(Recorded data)
[BEGIN]
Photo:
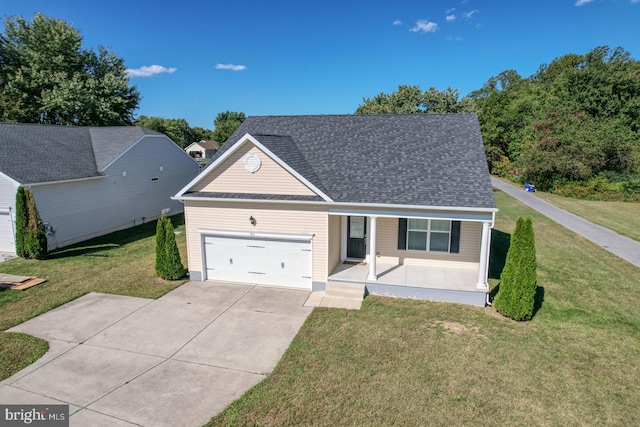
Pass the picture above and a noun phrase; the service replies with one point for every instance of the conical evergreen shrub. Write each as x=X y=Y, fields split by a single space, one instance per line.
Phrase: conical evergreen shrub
x=31 y=240
x=161 y=247
x=175 y=269
x=518 y=281
x=22 y=222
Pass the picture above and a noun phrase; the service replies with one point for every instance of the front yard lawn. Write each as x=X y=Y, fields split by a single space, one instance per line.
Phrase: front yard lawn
x=119 y=263
x=406 y=362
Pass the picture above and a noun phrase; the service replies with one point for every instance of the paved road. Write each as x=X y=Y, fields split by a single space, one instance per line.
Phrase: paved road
x=624 y=247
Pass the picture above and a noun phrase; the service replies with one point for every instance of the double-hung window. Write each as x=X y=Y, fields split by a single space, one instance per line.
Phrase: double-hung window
x=431 y=235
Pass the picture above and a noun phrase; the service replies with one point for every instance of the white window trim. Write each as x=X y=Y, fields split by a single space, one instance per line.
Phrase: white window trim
x=429 y=231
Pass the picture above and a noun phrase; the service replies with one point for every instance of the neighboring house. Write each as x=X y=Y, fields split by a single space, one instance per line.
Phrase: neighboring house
x=89 y=181
x=400 y=203
x=202 y=149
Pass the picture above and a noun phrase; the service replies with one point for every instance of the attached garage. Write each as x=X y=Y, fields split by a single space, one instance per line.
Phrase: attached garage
x=263 y=259
x=6 y=231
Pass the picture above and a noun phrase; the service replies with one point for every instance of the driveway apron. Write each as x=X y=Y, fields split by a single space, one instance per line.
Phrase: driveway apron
x=174 y=361
x=621 y=246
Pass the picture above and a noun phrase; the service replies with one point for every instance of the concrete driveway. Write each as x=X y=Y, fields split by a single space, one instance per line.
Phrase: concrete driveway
x=174 y=361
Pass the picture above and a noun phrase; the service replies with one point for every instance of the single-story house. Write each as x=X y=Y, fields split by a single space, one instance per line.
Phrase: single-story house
x=402 y=204
x=89 y=181
x=202 y=149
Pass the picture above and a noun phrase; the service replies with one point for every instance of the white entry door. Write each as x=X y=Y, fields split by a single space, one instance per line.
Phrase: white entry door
x=262 y=261
x=6 y=232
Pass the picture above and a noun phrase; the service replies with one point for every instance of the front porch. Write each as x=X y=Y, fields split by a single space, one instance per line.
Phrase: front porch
x=435 y=283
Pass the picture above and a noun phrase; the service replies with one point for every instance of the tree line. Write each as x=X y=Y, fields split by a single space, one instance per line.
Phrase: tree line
x=571 y=127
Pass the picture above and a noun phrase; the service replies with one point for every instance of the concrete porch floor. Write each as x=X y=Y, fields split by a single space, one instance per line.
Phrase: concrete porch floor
x=446 y=284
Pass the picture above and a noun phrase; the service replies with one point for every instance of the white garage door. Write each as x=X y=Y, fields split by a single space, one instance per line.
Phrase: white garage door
x=263 y=261
x=6 y=232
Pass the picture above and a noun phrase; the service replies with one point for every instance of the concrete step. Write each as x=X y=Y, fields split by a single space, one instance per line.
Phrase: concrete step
x=345 y=290
x=320 y=299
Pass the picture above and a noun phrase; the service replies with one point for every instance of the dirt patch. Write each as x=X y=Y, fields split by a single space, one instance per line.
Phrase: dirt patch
x=458 y=327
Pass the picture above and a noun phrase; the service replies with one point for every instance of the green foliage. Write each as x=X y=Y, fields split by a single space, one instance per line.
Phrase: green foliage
x=175 y=269
x=518 y=281
x=168 y=263
x=225 y=124
x=177 y=129
x=411 y=100
x=161 y=253
x=31 y=240
x=22 y=222
x=573 y=120
x=46 y=77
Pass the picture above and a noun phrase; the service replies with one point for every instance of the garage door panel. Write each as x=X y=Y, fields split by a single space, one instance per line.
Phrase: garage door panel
x=259 y=261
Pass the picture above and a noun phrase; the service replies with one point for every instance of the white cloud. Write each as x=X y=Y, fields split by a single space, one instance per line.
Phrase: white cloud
x=469 y=15
x=148 y=71
x=231 y=67
x=424 y=26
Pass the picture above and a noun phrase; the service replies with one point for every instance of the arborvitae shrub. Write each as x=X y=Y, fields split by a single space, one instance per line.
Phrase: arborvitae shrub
x=22 y=222
x=31 y=240
x=518 y=281
x=161 y=251
x=175 y=270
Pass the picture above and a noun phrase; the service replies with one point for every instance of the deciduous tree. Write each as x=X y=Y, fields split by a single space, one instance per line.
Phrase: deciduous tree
x=47 y=77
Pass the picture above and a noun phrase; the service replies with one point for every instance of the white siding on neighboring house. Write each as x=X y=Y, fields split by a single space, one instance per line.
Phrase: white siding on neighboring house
x=79 y=210
x=8 y=188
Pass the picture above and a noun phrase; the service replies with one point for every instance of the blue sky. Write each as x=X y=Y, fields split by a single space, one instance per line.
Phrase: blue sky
x=194 y=59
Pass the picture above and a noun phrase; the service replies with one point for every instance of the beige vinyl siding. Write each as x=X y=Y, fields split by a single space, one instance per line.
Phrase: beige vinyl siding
x=270 y=218
x=335 y=240
x=231 y=177
x=387 y=246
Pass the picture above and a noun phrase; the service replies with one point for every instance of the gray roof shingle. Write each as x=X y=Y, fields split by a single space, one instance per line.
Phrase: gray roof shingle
x=32 y=153
x=412 y=159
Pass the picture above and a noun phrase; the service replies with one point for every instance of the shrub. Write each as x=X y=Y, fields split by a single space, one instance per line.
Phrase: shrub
x=31 y=240
x=175 y=269
x=518 y=281
x=161 y=252
x=168 y=263
x=22 y=222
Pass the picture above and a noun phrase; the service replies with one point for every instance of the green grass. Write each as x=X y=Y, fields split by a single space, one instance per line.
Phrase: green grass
x=621 y=217
x=120 y=263
x=406 y=362
x=17 y=351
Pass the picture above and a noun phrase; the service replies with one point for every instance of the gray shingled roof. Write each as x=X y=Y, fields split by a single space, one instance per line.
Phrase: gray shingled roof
x=412 y=159
x=31 y=153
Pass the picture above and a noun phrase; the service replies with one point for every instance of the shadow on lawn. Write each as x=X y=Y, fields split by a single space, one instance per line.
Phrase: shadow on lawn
x=98 y=245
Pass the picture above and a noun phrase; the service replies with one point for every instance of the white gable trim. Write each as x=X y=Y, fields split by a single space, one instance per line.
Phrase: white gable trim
x=192 y=145
x=241 y=142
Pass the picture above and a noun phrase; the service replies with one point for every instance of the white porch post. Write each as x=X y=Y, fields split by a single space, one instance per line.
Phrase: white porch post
x=372 y=249
x=484 y=256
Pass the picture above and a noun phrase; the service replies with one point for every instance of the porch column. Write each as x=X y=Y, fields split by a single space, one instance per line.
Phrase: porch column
x=484 y=256
x=372 y=248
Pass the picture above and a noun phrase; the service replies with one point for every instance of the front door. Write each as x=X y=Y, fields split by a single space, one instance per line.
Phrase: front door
[END]
## [YOUR TASK]
Rewrite all the items above, replacing "noun phrase" with "text query" and changing nothing else. Leave the pictures out of your answer.

## [FULL RESPONSE]
Photo:
Pass the picture above and a text query; the service replies with one point for every instance of the conical evergreen shrub. Write each as x=X y=Y, fields split by a single space, one instance per line.
Phrase: conical evergreen shrub
x=31 y=240
x=161 y=247
x=175 y=269
x=518 y=281
x=22 y=222
Pass the picture above and a text query; the service replies with one point for every instance of the front yard lawn. Write each as x=X y=Y, fields split by a single space, one instance per line.
Phrase: front yard lawn
x=119 y=263
x=406 y=362
Pass the picture above and a text query; the service replies with one point for every instance of the paved road. Write each as x=X y=Y, fields split by a single space, one instance per line.
Phrase: paved road
x=624 y=247
Pass the picture above and a text query; the service replies with one point for every instance of the double-hung window. Write each as x=X y=Y, fields split by a single space, one instance per line.
Phrase: double-hung window
x=431 y=235
Pass the picture above and a text query; the service replies with one point for every instance of the white window trim. Write each as x=X y=Y, fields split by a single space, one instance per line.
Phrase: white window trim
x=429 y=231
Pass the picture above and a text query; the service replies with one point for every instance of the neighboring house. Write each as x=X y=Y, fields split by a single space, one instance per line.
Phrase: neighboring house
x=89 y=181
x=400 y=203
x=202 y=149
Pass the picture above and a text query; the service replies with one point for every instance of the attached garage. Write each as x=X y=Y, fields split by a single space, one instance per line.
Phrase: attached garage
x=263 y=259
x=6 y=231
Pass the picture above and a text query; the service replies with one point for every instance of the driveway apron. Write each as x=X y=Y, fields split by a single space, one instance per line.
Phrase: driveway apron
x=174 y=361
x=621 y=246
Pass the picture above and a text query; the service replies with one point for every instance of the concrete driveway. Write each as x=X y=Y, fields split by a single space, one instance per line.
Phrase: concrete driveway
x=174 y=361
Pass the picture above and a text query; the service replies with one point for every instance of the single-story house. Write each as x=X y=Y, fields split by a single space, one instance per line.
Phrase: single-story house
x=402 y=204
x=89 y=181
x=202 y=149
Pass the picture above and a text query; the service replies with one point for every instance of the white entry door. Write each as x=X y=Y, fields split by a single space, one instance per line.
Phrase: white entry door
x=262 y=261
x=6 y=232
Pass the picture above and a text query; the service replies with one point for every instance of the front porch. Write each as x=X y=Y, fields split by a single space, one instance per line.
Phrase: front porch
x=435 y=283
Pass the picture above and a text query; the service replies with one point for every instance of the tree line. Write each as x=X y=Y, fields split by a single space, one instance per line.
Phrase: tree line
x=571 y=127
Pass the picture above and a text query; the service replies with one point for every instance of the concrete porch floor. Write each as x=X y=Y, fields split by a single space, one instance per line.
Phrase: concrete porch floor
x=446 y=284
Pass the picture above and a text query; the service replies with one point for every instance of the white garage door. Write each as x=X y=Y, fields split by a single space, one instance per line.
Phrase: white garage door
x=263 y=261
x=6 y=232
Pass the picture above and a text query; the service replies with one point for every instance of the concrete step. Write each as x=X y=Y, fields split by a single space, one instance per line.
Phrase: concrete step
x=345 y=290
x=320 y=299
Pass the picture above and a text query; the service replies with one point for every instance of the dirt patch. Write each as x=X y=Y, fields split by a single space, one instance per line.
Phrase: dirt patch
x=458 y=327
Pass the picture above and a text query; the service replies with one point for every instance of the green foliage. Write each as x=X y=Y, fields split by a single space, one instance per line.
Phrase: green foliage
x=175 y=269
x=518 y=281
x=168 y=263
x=225 y=124
x=177 y=129
x=411 y=100
x=161 y=253
x=31 y=240
x=22 y=222
x=573 y=120
x=46 y=77
Pass the picture above and a text query; the service replies with one point for every instance of the garage door panel. Write each as x=X y=Y, fields split by a single space, one instance per line.
Phrase: garage door panel
x=259 y=261
Pass the picture above and a text query; the service replies with one point for every instance of the white cloud. Write each as x=X y=Y, fields split by a single space, one instance per line.
Phrase: white cloud
x=469 y=15
x=148 y=71
x=231 y=67
x=424 y=26
Pass the picture above and a text query; the service replies with one point for every instance of the arborvitae shrub. Write each as x=X y=Y, fields split by a single space, one instance per line.
Phrase: arborvitae shrub
x=22 y=222
x=31 y=240
x=518 y=281
x=161 y=251
x=175 y=270
Pass the picture above and a text query; the service replies with one point for every instance of the deciduous tree. Write each as x=X y=Y, fields split by a single space, one instance per line.
Phrase: deciduous tree
x=47 y=77
Pass the picture above and a text query; the service replies with one point for every instance of the white siding on neighboring house. Write each as x=X y=Y, fields split by a single space, one instance per line.
Phrase: white siding on neighboring house
x=79 y=210
x=8 y=188
Pass the picture above and a text query; the service replies with one point for every instance of the blue sky. Write each as x=X y=Y, fields split by a single space, one instance per line.
Phrase: blue sky
x=194 y=59
Pass the picture above and a text query; the service replies with one point for every instance of the beige vinyl siding. Write each as x=X y=Y, fields split by a single space, one instance per line.
Phrase: beige vinyl siding
x=270 y=218
x=335 y=240
x=231 y=177
x=387 y=246
Pass the picture above and a text query; the service replies with one point for every instance of the gray roof shingle. Write each as x=X y=Y, fields split by a single space, one instance per line.
Phrase: gray roof shingle
x=32 y=153
x=412 y=159
Pass the picture above and a text query; the service replies with one point for every instance of the shrub. Write each as x=X y=Y, fields split by a single space, one instance per line.
Phrase: shrub
x=31 y=240
x=175 y=269
x=518 y=281
x=161 y=252
x=168 y=263
x=22 y=222
Pass the picture above and a text query; the service replies with one point for every instance of the green grass. Write each as x=X y=Y, fields split by a single space, one instance per line.
Phrase: green grass
x=621 y=217
x=120 y=263
x=406 y=362
x=17 y=351
Pass the picture above and a text query; the service replies with one point for every instance of the gray shingled roof. Write each as x=X y=Y, fields split by a single space, one instance per line.
Phrase: gray shingled roof
x=412 y=159
x=31 y=153
Pass the picture above and a text query; the service replies with one point for every instance of the shadow on lawn. Write each as x=X y=Y, fields split by a single space, one instance per line.
Phrase: shadow on lawn
x=98 y=245
Pass the picture above and a text query; the service replies with one point for every instance of the white gable trim. Write each as x=X y=Y, fields split by a single space, one instance per line.
Phrase: white gable trim
x=192 y=145
x=241 y=142
Pass the picture above and a text query; the service replies with one point for every instance of the white porch post. Write each as x=X y=Y, fields split by a single space, one instance per line.
Phrase: white porch post
x=372 y=249
x=484 y=256
Pass the picture above and a text query; the service replies with one point for every instance of the porch column. Write each as x=X y=Y, fields split by a single space, one instance per line.
Phrase: porch column
x=484 y=256
x=372 y=248
Pass the picture above and a text query; the service replies with one point for every instance of the front door. Write each as x=X y=Y, fields split by a single space, one instance per line.
Phrase: front door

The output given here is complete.